> **WORK TO COMPLETE**
1. In the post on 3 Nephi 11, where have the righteous survivors gathered to discuss current events?
2. Write out everything in the post on 3 Nephi 11 from "3 Nephi 11: Hypercube" down to "this Jesus character.", switching "Bountiful" to "Zarahemla".

Saturday, May 7, 2016

3 Nephi 11: Hypercube of Hypocrisy

So apparently all the righteous survivors in this quasi-apocalyptic ancient American wasteland have gathered around the water cooler in Bountiful to discuss current events and this Jesus character.

Schroedinger's Trinity
In this chapter, we will learn how the Godhead is really a superposition of two states which allows them to simultaneously exist as three separate beings and one unified being.  Let's begin in verse 14:
Arise and come forth unto me, that ye may thrust your hands into my side, and also that ye may feel the prints of the nails in my hands and in my feet, that ye may know that I am the God of Israel, and the God of the whole earth, and have been slain for the sins of the world.
This, obviously, muddies the Mormon claim that the church rejects the concept of the Trinity, which is kind of a superposition of three states all by itself.  (Yes, I am willing to admit that my knowledge of quantum physics is very generously described as cursory and these jokes probably will not hold up well among those who are actually educated in the field.)  The problem here is that Jesus has just identified himself as God.  But he's the Son of God, isn't he?  How can he be both?  This verse seems to me like it's leaning dangerously toward the evil Trinitarian side. But now let's take a look at verse 27:
...for behold, verily I say unto you, that the Father, and the Son, and the Holy Ghost are one; and I am in the Father, and the Father in me, and the Father and I are one.
Okay, yeah, this makes it sound exactly like the Trinity to me.  Three beings in one.  Pretty standard stuff here.  Until verse 32:
And this is my doctrine, and it is the doctrine which the Father hath given unto me; and I bear record of the Father, and the Father beareth record of me, and the Holy Ghost beareth record of the Father and me; and I bear record that the Father commandeth all men, everywhere, to repent and believe in me.
Okay, wait, so now they're three separate beings, right?  The Father gave the doctrine to the Son, which he wouldn't need to do if they were the same person.  And all the members of the Godhead seem to, I don't know, testify of each other, so it seems pretty evident that these are three individual dudes.  Right?  Wrong, because of verse 36:
And thus will the Father bear record of me, and the Holy Ghost will bear record unto him of the Father and me; for the Father, and I, and the Holy Ghost are one.

> **LISTED ENTRIES**

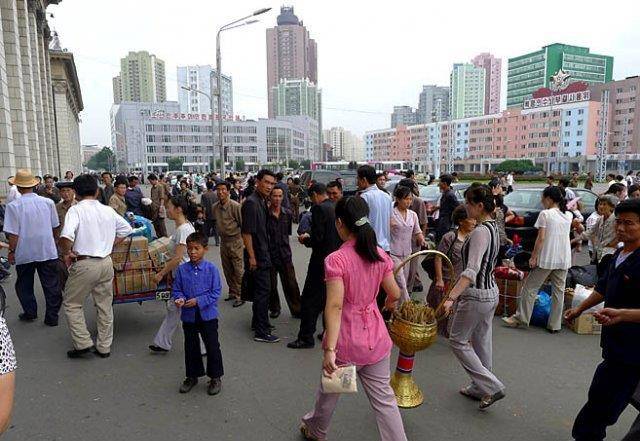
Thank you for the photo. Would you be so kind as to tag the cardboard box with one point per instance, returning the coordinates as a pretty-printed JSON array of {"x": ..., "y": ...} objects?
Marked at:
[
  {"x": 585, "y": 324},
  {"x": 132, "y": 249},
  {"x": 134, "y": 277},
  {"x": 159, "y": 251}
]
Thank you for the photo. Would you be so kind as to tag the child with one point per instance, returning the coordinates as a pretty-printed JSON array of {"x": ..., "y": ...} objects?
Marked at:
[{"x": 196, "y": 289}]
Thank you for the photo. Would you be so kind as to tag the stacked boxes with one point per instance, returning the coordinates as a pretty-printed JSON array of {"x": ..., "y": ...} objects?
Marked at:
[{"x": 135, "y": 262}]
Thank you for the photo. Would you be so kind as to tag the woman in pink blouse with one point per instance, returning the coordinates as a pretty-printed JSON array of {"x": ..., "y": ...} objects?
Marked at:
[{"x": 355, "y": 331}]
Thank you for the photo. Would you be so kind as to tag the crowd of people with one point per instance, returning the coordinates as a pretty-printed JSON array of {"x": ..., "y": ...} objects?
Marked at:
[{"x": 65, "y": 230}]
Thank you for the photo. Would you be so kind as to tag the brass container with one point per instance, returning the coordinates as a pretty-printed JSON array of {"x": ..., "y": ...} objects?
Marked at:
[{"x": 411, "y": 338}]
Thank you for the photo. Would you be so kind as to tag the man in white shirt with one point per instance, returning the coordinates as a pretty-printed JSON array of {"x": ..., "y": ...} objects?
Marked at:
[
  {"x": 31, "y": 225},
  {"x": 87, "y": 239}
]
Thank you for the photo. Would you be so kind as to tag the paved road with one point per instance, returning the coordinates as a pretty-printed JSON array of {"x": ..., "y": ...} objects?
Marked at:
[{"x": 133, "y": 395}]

> **RESULTS FOR EACH TASK**
1. Around the water cooler in Bountiful.

2.
3 Nephi 11: Hypercube of Hypocrisy

So apparently all the righteous survivors in this quasi-apocalyptic ancient American wasteland have gathered around the water cooler in Zarahemla to discuss current events and this Jesus character.